### EXERCISE GOAL
Nothing should differ between your answer and the records.

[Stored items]
================

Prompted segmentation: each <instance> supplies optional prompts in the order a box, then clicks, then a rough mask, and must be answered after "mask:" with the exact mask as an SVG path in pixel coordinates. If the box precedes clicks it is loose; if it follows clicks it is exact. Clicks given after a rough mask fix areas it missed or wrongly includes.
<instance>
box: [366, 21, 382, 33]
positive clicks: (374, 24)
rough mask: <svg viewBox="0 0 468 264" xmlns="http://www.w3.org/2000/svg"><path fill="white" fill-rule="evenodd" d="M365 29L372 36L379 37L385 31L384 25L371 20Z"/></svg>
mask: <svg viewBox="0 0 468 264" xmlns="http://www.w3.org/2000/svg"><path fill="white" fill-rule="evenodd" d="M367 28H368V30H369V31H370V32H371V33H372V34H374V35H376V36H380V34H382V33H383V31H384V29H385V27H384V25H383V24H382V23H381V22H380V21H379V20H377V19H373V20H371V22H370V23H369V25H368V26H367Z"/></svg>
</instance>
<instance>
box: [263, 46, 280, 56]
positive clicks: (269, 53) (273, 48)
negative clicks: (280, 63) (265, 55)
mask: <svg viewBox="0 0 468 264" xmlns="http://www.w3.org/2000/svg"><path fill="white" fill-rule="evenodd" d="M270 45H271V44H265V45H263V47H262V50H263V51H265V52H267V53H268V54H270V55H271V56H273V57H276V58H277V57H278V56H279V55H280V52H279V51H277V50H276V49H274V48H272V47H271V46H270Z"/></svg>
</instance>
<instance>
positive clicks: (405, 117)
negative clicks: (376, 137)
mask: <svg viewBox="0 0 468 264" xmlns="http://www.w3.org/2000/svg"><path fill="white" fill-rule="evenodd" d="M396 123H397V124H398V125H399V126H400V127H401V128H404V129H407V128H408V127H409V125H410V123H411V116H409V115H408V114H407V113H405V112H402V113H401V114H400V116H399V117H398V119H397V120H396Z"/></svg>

================

### ANSWER BOX
Prompted segmentation: each <instance> supplies optional prompts in the order a box, then clicks, then a rough mask, and must be answered after "mask:" with the exact mask as an SVG path in pixel coordinates. If the box precedes clicks it is loose; if it follows clicks it is exact. Clicks given after a rough mask fix areas it missed or wrongly includes.
<instance>
box: [366, 21, 382, 33]
positive clicks: (374, 24)
rough mask: <svg viewBox="0 0 468 264" xmlns="http://www.w3.org/2000/svg"><path fill="white" fill-rule="evenodd" d="M365 29L372 36L379 37L385 31L384 25L371 20Z"/></svg>
mask: <svg viewBox="0 0 468 264" xmlns="http://www.w3.org/2000/svg"><path fill="white" fill-rule="evenodd" d="M367 28H368V30H369V31H370V32H371V33H372V34H374V35H376V36H380V34H382V33H383V31H384V29H385V27H384V25H383V24H382V23H381V22H380V21H379V20H377V19H373V20H371V22H370V23H369V25H368V26H367Z"/></svg>
</instance>
<instance>
box: [263, 46, 280, 56]
positive clicks: (269, 53) (273, 48)
negative clicks: (280, 63) (265, 55)
mask: <svg viewBox="0 0 468 264" xmlns="http://www.w3.org/2000/svg"><path fill="white" fill-rule="evenodd" d="M270 45H271V44H265V45H263V47H262V50H263V51H265V52H267V53H268V54H270V55H271V56H273V57H276V58H277V57H278V56H279V55H280V52H279V51H277V50H276V49H274V48H272V47H271V46H270Z"/></svg>
</instance>
<instance>
positive clicks: (405, 117)
negative clicks: (376, 137)
mask: <svg viewBox="0 0 468 264" xmlns="http://www.w3.org/2000/svg"><path fill="white" fill-rule="evenodd" d="M396 123H397V124H398V125H399V126H400V127H401V128H404V129H407V128H408V127H409V125H410V123H411V116H409V115H408V114H407V113H405V112H402V113H401V114H400V116H399V117H398V119H397V120H396Z"/></svg>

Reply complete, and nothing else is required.